§ **Data for analysis**:
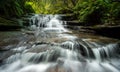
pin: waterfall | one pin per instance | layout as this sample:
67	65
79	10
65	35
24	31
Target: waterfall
56	49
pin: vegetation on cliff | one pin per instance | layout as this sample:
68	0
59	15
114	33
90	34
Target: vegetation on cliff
88	11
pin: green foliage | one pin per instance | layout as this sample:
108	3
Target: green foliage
97	11
13	8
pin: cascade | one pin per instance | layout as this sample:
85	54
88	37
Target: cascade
56	49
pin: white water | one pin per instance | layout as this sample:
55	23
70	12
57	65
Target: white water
69	55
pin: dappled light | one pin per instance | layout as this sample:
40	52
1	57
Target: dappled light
59	36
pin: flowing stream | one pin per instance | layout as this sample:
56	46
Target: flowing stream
51	47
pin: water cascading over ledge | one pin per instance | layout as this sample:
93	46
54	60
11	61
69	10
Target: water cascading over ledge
57	49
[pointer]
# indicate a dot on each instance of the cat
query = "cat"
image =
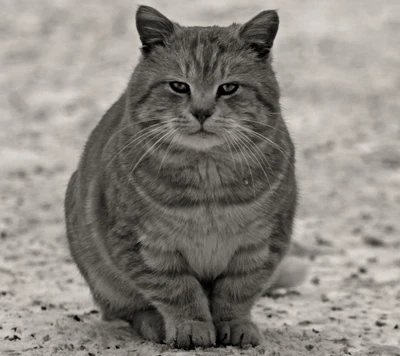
(182, 205)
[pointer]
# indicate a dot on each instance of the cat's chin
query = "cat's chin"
(201, 141)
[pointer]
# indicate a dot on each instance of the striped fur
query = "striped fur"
(176, 232)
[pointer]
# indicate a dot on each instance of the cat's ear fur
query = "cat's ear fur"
(153, 27)
(260, 32)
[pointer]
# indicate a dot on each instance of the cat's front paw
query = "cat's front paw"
(237, 332)
(190, 334)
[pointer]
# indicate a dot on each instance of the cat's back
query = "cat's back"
(91, 160)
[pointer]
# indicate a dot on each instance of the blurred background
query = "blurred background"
(64, 62)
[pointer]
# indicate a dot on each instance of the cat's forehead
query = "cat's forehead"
(208, 53)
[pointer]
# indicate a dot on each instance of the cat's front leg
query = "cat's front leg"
(164, 281)
(188, 321)
(233, 297)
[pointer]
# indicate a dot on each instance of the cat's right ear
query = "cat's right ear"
(153, 27)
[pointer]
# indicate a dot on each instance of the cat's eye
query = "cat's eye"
(180, 87)
(227, 89)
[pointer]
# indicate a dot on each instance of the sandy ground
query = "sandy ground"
(63, 62)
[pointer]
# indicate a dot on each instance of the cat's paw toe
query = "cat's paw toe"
(237, 332)
(150, 325)
(191, 334)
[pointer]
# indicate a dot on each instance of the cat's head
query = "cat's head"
(205, 87)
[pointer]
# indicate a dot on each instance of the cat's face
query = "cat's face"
(204, 87)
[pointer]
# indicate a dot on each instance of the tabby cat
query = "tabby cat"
(183, 202)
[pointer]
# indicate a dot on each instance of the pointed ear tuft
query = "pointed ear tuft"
(153, 27)
(260, 32)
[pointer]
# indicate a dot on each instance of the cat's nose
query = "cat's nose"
(202, 115)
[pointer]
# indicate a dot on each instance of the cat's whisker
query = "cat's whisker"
(145, 154)
(226, 138)
(166, 153)
(141, 135)
(238, 151)
(266, 125)
(154, 135)
(248, 165)
(266, 139)
(241, 136)
(260, 153)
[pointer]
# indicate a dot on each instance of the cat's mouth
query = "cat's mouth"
(202, 133)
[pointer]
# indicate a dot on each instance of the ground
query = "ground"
(63, 64)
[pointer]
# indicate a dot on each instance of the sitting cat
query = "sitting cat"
(183, 202)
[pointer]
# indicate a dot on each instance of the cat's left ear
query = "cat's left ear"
(153, 27)
(260, 32)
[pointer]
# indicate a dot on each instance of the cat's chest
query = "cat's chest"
(208, 255)
(207, 241)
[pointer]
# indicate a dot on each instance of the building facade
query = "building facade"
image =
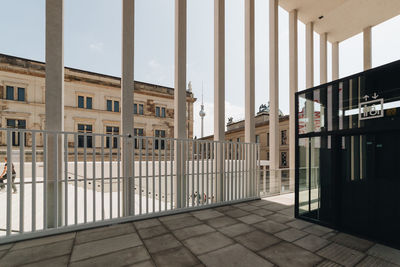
(235, 133)
(92, 102)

§ **Problem details**: Work through the entries, filtering for the string "facade", and copy each line that holds it.

§ **Response area**:
# indicate a dot on each instance of the building facade
query = "building facade"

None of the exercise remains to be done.